| About this exercise |
Exact copies of all records below are needed.

| Provided material |
++++++++++
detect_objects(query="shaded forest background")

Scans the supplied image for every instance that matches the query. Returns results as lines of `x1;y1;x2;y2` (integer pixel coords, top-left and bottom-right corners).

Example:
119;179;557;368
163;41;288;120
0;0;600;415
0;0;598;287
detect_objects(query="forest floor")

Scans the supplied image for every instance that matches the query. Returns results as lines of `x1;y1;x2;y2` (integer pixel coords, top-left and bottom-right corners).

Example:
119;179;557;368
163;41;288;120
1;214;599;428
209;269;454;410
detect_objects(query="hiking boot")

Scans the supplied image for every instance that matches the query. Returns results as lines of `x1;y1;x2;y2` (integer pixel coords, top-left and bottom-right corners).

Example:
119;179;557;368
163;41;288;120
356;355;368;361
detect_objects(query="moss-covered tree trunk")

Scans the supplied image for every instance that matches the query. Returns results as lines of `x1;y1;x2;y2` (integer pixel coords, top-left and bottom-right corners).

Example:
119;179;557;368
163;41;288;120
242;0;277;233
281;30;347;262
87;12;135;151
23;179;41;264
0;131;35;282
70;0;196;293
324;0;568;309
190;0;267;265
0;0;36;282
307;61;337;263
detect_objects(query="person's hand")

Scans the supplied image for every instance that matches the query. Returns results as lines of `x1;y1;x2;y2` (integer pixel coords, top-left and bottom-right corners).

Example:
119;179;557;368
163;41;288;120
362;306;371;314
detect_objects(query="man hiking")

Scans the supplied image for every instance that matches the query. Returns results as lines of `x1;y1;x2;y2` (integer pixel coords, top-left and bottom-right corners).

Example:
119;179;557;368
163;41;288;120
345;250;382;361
++++++++++
| Task answer |
detect_objects(query="shaded forest background")

Scans the supplied image for every instance that matches the query. Returns results as lines of `x1;y1;x2;y2` (integer pixel coords, top-left and bottom-right corners).

Example:
119;179;557;368
163;41;288;120
0;0;600;415
0;0;598;287
detect_objects(query="forest floor")

Scans the supplied image for every instance that matches the query. Returns results as lines of `x1;y1;x2;y2` (integer pixel coords, top-left and bottom-right corners).

Example:
119;179;557;368
163;41;288;120
1;214;599;428
209;269;454;410
detect_objects(query="hiking boot")

Scans the supplied image for every instance that matches the query. Returns results as lines of `x1;y1;x2;y2` (integer pixel coords, top-left and bottom-right corners).

Example:
119;179;557;368
163;41;288;120
356;355;368;361
detect_objects(query="moss-covered tree trunk")

Scans the supplied image for every instance that matches the query. Returns results as lines of `x1;y1;x2;y2` (integer pixel coords, top-left and bottom-right corners).

Example:
119;179;557;368
163;41;288;120
242;0;277;233
281;30;347;262
87;12;135;151
23;179;41;264
0;131;35;282
70;0;196;293
324;0;568;309
190;0;267;265
0;0;36;282
307;61;337;263
detect_objects(query="person's hand")

Scans the supplied image for every instance that matches the query. Returns results as lines of `x1;y1;x2;y2` (integer pixel coords, top-left and bottom-right corners).

Example:
119;179;557;368
163;41;288;120
362;306;371;314
detect_objects(query="man hiking")

Scans the supplied image for every instance that matches the query. Returns results as lines of `x1;y1;x2;y2` (integer pixel coords, top-left and bottom-right corners).

Example:
119;179;557;368
163;41;288;120
345;250;382;361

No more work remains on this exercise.